Exercise task 1. In the entries below, give everything from the line containing "above contains window" down to the line containing "208, 458, 275, 473", with both of those lines included, as a JSON list of strings with one string per line and blank lines left out.
** start of Excerpt to read **
Section 3.02Absence of Other Liens. 

(a)There is no UCC financing statement (or similar statement or instrument of registration under the law of any jurisdiction) covering or purporting to cover any interest of any kind of the Grantor in the Pledged Collateral of the Grantor, except for any filings or recordings made in connection with any Liens in favor of the Secured Party or in connection with Permitted Liens (as defined in the Facility Agreement). 

(b)The Grantor is, and as to any Pledged Collateral acquired by it from time to time after the date hereof the Grantor will be, the owner of all of its Pledged Collateral free and clear of any Lien, except for Liens in favor of the Secured Party and Liens described in clauses (ii) and (xv) of the definition of Permitted Liens in the Facility Agreement. 

Section 3.03Validity of Security Interest.  The security interest of the Grantor constitutes a legal, valid and enforceable first priority security interest in all of the Pledged Collateral of the Grantor, securing the payment and performance of the Secured Obligations.
** end of Excerpt to read **
Exercise task 2. From the passage on liens and the security interest, extract everything from "Section 3.02Absence of" down to "the Facility Agreement).", copied word for word.
** start of Exercise material **
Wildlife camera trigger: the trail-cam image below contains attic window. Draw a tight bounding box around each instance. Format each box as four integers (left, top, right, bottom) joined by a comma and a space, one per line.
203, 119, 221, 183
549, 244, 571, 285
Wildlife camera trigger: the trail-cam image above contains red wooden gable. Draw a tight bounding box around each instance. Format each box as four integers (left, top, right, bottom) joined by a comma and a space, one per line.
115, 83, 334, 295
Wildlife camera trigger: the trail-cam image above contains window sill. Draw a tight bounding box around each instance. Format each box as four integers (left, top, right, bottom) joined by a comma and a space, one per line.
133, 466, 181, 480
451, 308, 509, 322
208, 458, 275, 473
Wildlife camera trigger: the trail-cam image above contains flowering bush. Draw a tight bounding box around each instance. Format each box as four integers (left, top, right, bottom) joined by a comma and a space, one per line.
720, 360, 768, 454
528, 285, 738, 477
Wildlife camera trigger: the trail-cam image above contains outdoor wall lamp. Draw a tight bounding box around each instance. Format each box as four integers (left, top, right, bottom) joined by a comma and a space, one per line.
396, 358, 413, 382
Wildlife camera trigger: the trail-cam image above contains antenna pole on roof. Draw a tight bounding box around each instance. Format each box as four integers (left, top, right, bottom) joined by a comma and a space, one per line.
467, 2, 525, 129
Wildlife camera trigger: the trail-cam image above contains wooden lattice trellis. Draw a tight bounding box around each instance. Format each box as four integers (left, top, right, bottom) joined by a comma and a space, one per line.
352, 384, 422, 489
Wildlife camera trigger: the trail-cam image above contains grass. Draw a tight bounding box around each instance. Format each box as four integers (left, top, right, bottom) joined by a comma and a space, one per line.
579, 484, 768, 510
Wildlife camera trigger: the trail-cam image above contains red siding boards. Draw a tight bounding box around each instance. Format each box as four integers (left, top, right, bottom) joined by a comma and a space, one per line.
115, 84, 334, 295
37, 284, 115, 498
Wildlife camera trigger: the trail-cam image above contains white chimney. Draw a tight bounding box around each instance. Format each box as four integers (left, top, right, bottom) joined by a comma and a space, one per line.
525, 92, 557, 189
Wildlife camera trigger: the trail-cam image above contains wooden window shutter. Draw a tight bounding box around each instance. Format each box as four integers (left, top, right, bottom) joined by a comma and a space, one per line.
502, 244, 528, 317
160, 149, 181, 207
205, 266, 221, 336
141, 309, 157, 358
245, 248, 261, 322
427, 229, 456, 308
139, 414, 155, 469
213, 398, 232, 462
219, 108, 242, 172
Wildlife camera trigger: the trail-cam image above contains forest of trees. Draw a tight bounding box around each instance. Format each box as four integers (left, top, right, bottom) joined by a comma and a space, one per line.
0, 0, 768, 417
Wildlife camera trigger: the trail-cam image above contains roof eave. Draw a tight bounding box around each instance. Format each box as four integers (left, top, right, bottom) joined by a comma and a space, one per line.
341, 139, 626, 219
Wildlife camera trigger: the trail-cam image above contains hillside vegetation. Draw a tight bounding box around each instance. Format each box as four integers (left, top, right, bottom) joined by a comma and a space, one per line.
** end of Exercise material **
Correct result 1.
[
  "Wildlife camera trigger: the trail-cam image above contains window sill. Draw a tight bounding box around each instance. Format each box as four integers (left, top, right, bottom) joined by a comma and a space, one per line.",
  "133, 466, 181, 480",
  "451, 308, 509, 322",
  "208, 458, 275, 473"
]

Correct result 2.
Section 3.02Absence of Other Liens. 

(a)There is no UCC financing statement (or similar statement or instrument of registration under the law of any jurisdiction) covering or purporting to cover any interest of any kind of the Grantor in the Pledged Collateral of the Grantor, except for any filings or recordings made in connection with any Liens in favor of the Secured Party or in connection with Permitted Liens (as defined in the Facility Agreement).